Verilen kayıtlar:
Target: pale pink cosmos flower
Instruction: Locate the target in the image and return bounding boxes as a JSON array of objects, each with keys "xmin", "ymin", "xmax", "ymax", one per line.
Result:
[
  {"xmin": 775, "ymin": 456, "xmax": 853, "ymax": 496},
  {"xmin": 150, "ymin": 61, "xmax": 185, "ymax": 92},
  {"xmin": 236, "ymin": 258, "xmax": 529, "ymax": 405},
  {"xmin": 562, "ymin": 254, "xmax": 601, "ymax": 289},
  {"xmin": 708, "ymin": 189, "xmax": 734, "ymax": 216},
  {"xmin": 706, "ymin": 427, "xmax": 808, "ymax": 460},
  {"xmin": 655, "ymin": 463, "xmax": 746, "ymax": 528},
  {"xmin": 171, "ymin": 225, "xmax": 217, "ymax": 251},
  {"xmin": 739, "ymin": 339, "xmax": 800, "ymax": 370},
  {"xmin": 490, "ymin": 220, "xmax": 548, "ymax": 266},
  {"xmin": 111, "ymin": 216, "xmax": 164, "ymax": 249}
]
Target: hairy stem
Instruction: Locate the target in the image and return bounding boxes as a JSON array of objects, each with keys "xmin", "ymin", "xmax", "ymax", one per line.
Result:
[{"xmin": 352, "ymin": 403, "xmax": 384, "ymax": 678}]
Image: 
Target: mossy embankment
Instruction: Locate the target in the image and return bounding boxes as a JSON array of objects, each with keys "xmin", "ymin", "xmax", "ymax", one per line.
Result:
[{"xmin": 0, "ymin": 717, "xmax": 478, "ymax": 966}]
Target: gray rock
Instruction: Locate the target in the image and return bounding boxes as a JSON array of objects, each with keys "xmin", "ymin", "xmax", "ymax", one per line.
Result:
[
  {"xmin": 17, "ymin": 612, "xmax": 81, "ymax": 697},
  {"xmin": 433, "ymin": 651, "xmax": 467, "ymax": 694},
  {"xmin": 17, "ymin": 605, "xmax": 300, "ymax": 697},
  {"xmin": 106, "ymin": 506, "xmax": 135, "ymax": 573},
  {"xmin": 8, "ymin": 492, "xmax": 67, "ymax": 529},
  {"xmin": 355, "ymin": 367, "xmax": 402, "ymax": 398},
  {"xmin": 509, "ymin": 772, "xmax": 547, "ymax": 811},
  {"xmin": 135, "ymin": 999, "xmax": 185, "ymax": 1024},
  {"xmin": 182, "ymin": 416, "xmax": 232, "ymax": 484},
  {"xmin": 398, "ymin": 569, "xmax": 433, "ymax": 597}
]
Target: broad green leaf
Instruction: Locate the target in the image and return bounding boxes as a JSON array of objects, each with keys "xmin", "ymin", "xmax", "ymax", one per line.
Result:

Yapılacak iş: "Target: gray rock" ifadesini içeren satırdan kayıtların sonuna kadar uzanan satırları, iki uç da dahil olmak üzere, numaralı bir liste olarak yazın. Boş satırları listeye almayın.

Alıştırma çözümü:
1. Target: gray rock
2. Instruction: Locate the target in the image and return bounding boxes as a JSON array of objects, each with keys "xmin", "ymin", "xmax", "ymax", one per line.
3. Result:
4. [
5.   {"xmin": 17, "ymin": 612, "xmax": 81, "ymax": 697},
6.   {"xmin": 433, "ymin": 651, "xmax": 467, "ymax": 694},
7.   {"xmin": 17, "ymin": 605, "xmax": 300, "ymax": 697},
8.   {"xmin": 106, "ymin": 506, "xmax": 135, "ymax": 573},
9.   {"xmin": 8, "ymin": 492, "xmax": 67, "ymax": 529},
10.   {"xmin": 355, "ymin": 367, "xmax": 402, "ymax": 398},
11.   {"xmin": 509, "ymin": 772, "xmax": 547, "ymax": 811},
12.   {"xmin": 135, "ymin": 999, "xmax": 185, "ymax": 1024},
13.   {"xmin": 182, "ymin": 416, "xmax": 232, "ymax": 484},
14.   {"xmin": 398, "ymin": 569, "xmax": 433, "ymax": 597}
15. ]
16. Target: broad green leaf
17. Instruction: Locate the target in the image and return bounding boxes as a JSON array of objects, each with keys "xmin", "ymin", "xmax", "ymax", one per line.
18. Result:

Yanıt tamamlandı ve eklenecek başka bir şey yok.